◆ Set exercise ◆
Set out as a numbered list the lines between the one containing "Task: Where can the man in blue" and the one containing "[[113, 124], [145, 118]]", inclusive, leaving out any blank lines.

### Supplied material

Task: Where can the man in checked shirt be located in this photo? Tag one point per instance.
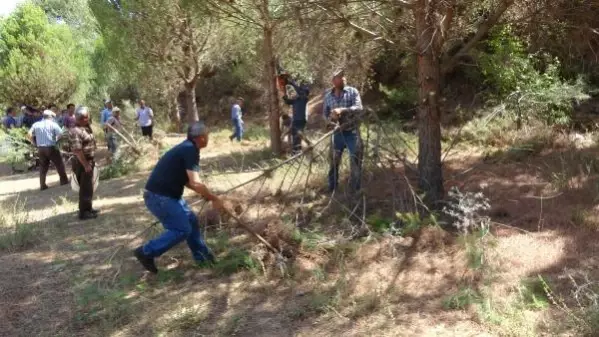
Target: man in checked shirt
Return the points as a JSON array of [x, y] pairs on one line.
[[342, 104]]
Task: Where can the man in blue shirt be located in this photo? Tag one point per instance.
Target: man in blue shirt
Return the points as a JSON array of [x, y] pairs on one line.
[[342, 104], [178, 168], [10, 122], [47, 133], [236, 120], [299, 105]]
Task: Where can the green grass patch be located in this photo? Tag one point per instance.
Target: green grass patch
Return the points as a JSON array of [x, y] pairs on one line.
[[106, 307], [119, 168], [462, 299], [236, 260], [16, 230]]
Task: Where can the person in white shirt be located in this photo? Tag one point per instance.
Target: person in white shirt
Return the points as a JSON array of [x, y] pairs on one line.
[[113, 124], [145, 118]]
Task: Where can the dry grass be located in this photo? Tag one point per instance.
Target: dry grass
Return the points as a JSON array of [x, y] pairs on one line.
[[423, 285]]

######

◆ Response ◆
1. Task: Where can the man in blue shirt be located in this photo? Tag one point per instance.
2. Target: man in blue shirt
3. Return the points as a JSON array of [x, y] pairs on one line.
4. [[342, 104], [178, 168], [10, 122], [47, 133], [236, 120], [299, 105]]
5. Task: Where can the green grass patch be located in this photo? Tag one point per instance.
6. Target: green grass patch
7. Return the points as a JSON array of [x, y] pairs on one line.
8. [[106, 307], [119, 168], [462, 299], [236, 260], [16, 230]]
9. Task: Where can the person in white shirt be located in this photo? Tag one point per instance.
10. Target: person in white shirt
11. Return the points as a JSON array of [x, y] pairs on one line.
12. [[113, 124], [145, 118]]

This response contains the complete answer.